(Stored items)
# # # #

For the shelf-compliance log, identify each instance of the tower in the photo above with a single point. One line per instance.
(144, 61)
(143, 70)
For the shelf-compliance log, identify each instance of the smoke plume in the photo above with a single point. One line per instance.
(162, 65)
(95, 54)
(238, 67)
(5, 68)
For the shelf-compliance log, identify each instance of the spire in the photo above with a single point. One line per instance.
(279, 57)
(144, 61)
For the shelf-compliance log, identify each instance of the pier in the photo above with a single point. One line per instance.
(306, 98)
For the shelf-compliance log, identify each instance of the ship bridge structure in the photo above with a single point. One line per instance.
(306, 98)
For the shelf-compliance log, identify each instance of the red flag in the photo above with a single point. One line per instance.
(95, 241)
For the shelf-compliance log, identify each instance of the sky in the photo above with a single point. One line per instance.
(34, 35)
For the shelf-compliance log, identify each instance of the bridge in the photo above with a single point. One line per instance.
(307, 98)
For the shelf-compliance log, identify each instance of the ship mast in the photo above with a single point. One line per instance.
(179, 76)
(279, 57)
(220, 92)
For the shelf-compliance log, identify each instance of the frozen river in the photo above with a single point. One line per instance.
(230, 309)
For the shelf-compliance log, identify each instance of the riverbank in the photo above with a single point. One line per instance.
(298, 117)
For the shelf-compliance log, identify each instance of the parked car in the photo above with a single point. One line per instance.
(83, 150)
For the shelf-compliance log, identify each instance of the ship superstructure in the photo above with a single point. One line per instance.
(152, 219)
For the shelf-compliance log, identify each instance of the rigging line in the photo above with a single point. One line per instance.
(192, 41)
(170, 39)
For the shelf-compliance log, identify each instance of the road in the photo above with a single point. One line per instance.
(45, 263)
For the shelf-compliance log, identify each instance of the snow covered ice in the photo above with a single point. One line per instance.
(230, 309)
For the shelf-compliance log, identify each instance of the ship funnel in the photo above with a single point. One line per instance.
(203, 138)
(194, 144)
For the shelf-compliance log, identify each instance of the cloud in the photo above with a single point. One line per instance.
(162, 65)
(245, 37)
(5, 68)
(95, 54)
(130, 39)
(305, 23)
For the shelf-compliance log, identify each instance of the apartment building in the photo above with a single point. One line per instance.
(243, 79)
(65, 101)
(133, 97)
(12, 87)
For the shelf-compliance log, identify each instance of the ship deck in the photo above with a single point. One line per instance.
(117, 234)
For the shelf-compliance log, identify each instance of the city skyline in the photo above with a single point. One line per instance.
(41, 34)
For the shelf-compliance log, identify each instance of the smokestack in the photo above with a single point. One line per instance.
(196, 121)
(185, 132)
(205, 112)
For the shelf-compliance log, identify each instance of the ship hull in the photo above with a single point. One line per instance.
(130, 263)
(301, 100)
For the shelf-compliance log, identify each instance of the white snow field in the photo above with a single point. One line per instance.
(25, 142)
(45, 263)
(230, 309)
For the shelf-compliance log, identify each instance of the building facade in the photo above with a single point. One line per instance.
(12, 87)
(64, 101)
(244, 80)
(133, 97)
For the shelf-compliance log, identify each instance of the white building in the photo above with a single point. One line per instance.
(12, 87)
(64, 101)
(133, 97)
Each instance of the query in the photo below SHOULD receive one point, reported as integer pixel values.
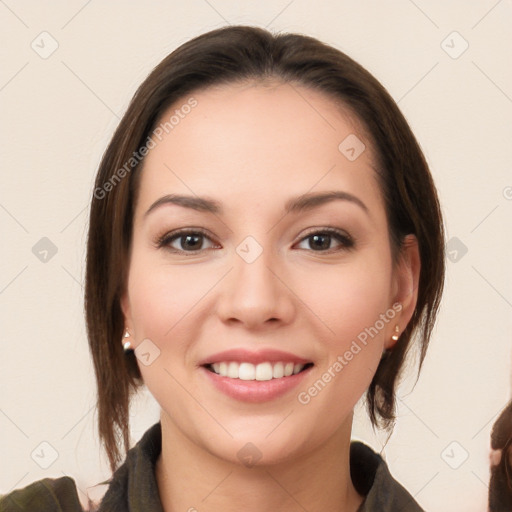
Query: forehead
(258, 141)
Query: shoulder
(371, 478)
(46, 495)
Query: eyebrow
(298, 204)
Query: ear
(405, 286)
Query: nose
(254, 294)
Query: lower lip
(255, 390)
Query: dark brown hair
(238, 54)
(500, 483)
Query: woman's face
(259, 276)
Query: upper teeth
(262, 371)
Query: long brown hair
(236, 54)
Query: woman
(265, 243)
(500, 483)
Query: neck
(190, 478)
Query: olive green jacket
(133, 486)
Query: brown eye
(187, 241)
(320, 241)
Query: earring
(127, 345)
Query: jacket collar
(133, 486)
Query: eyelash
(347, 242)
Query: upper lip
(242, 355)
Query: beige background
(58, 113)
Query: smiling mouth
(259, 372)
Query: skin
(252, 147)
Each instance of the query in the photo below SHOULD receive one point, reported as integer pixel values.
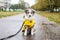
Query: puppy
(29, 13)
(29, 22)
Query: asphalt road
(45, 30)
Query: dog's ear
(33, 12)
(26, 11)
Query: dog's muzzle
(29, 15)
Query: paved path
(45, 30)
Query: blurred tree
(46, 5)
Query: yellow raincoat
(28, 23)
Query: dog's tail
(13, 34)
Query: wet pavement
(45, 30)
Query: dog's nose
(29, 15)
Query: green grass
(5, 14)
(51, 16)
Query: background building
(5, 4)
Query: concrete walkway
(45, 30)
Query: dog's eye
(27, 12)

# # # #

■ Goal of the exercise ■
An exact copy of the entries above is required, with the pictures left out.

■ Solution to this task ■
For the shelf-compliance log, identify each instance of the tower in the photo above with a single point. One line per instance.
(144, 61)
(143, 70)
For the shelf-compliance log, identify each instance of the smoke plume in the photo above with a single point. One line per instance.
(162, 65)
(95, 54)
(238, 67)
(5, 68)
For the shelf-compliance log, identify each instance of the spire in the photo above with a single point. One line per instance.
(279, 57)
(144, 61)
For the shelf-compliance log, identify each instance of the pier in the photo above with a single point. One line per instance.
(306, 98)
For the shelf-compliance log, identify each instance of the ship bridge structure in the photo above with a single point. One line per instance.
(306, 98)
For the shelf-compliance log, identify each instance of the red flag in the photo above with a single point. One line per instance.
(95, 241)
For the shelf-compliance log, identify each instance of the sky in the photo above with a single point. One line per instance.
(34, 35)
For the shelf-compliance log, identify each instance of the bridge in the photo above with a single point. One line per instance.
(307, 98)
For the shelf-compliance log, identify each instance of the ship mast in the photo above with a single point. One line per instance.
(179, 76)
(279, 57)
(220, 92)
For the shelf-compliance log, identify each instance of the frozen river in the photo above with a single point. One line per instance.
(230, 309)
For the shelf-compliance log, identify each instance of the riverbank in the photo above with a single point. One line per instance.
(298, 117)
For the shelf-compliance log, identify each instance of the parked car in the photo above with a single point. One line per instance.
(83, 150)
For the shelf-compliance log, identify each instance of the ship superstructure in the photo above with a single point. One line per instance.
(152, 219)
For the shelf-compliance log, identify each instance of the rigging line in the photo above with a single point. One line per instance.
(192, 41)
(170, 39)
For the shelf-compliance log, identify each instance of the road in the photo above with a single point. One line per instance.
(45, 263)
For the shelf-compliance log, identify each instance of the snow covered ice in the photo above with a single point. One line per instance.
(230, 309)
For the shelf-compliance log, identify each instance of the ship funnel in the photo above with a single point. One line per instance.
(203, 138)
(194, 144)
For the shelf-compliance log, identify each instance of the cloud in the photo above with a single point. One line per instance.
(162, 65)
(245, 37)
(5, 68)
(95, 54)
(130, 39)
(305, 23)
For the shelf-compliance log, identify each instance of the apartment building in the photo above with a single point. One line per instance.
(243, 79)
(65, 101)
(133, 97)
(12, 87)
For the shelf-compliance log, identify each instance of the ship deck in the photo above with a single point. One line per instance.
(117, 234)
For the shelf-compliance log, identify each instance of the city skyline in the photo above with a single point. One line per instance.
(41, 34)
For the shelf-compliance log, identify each instance of the smokestack in the photo above with a single point. One line per instance.
(196, 121)
(185, 132)
(205, 112)
For the shelf-compliance log, identify each instance of the ship hull in the photo above with a single point. One line per instance.
(130, 263)
(301, 100)
For the shelf-compliance log, identify each instance of the white snow field in the photo above with a single point. One line per instance.
(25, 142)
(45, 263)
(230, 309)
For the shelf-compliance log, identify each instance of the building facade in the photo above with a single point. One line per instance.
(12, 87)
(64, 101)
(244, 80)
(133, 97)
For the shelf-compliance log, identify each instance of the white building in the photo above with a single point. One line per instance.
(12, 87)
(64, 101)
(133, 97)
Each instance of the query in the photo below SHOULD receive one point, reported as integer pixel values.
Query: forehead
(258, 141)
Query: shoulder
(371, 478)
(46, 495)
Query: eyebrow
(298, 204)
Query: ear
(405, 286)
Query: nose
(254, 294)
Query: lower lip
(255, 390)
Query: dark brown hair
(238, 54)
(500, 483)
Query: woman's face
(259, 276)
Query: upper teeth
(262, 371)
Query: long brown hair
(236, 54)
Query: woman
(265, 243)
(500, 483)
Query: neck
(190, 478)
Query: olive green jacket
(133, 486)
Query: brown eye
(187, 241)
(320, 241)
Query: earring
(127, 345)
Query: jacket collar
(133, 486)
Query: eyelash
(347, 242)
Query: upper lip
(242, 355)
Query: beige background
(58, 113)
Query: smiling mouth
(259, 372)
Query: skin
(252, 147)
Each instance of the query in the photo below SHOULD receive one point, reported as integer pixel values.
Query: puppy
(29, 13)
(29, 22)
Query: asphalt road
(45, 30)
Query: dog's ear
(33, 12)
(26, 11)
Query: dog's muzzle
(29, 15)
Query: paved path
(45, 30)
Query: blurred tree
(46, 5)
Query: yellow raincoat
(28, 23)
Query: dog's tail
(13, 34)
Query: wet pavement
(45, 30)
Query: dog's nose
(29, 15)
Query: green grass
(5, 14)
(51, 16)
Query: background building
(5, 4)
Query: concrete walkway
(45, 30)
Query: dog's eye
(27, 12)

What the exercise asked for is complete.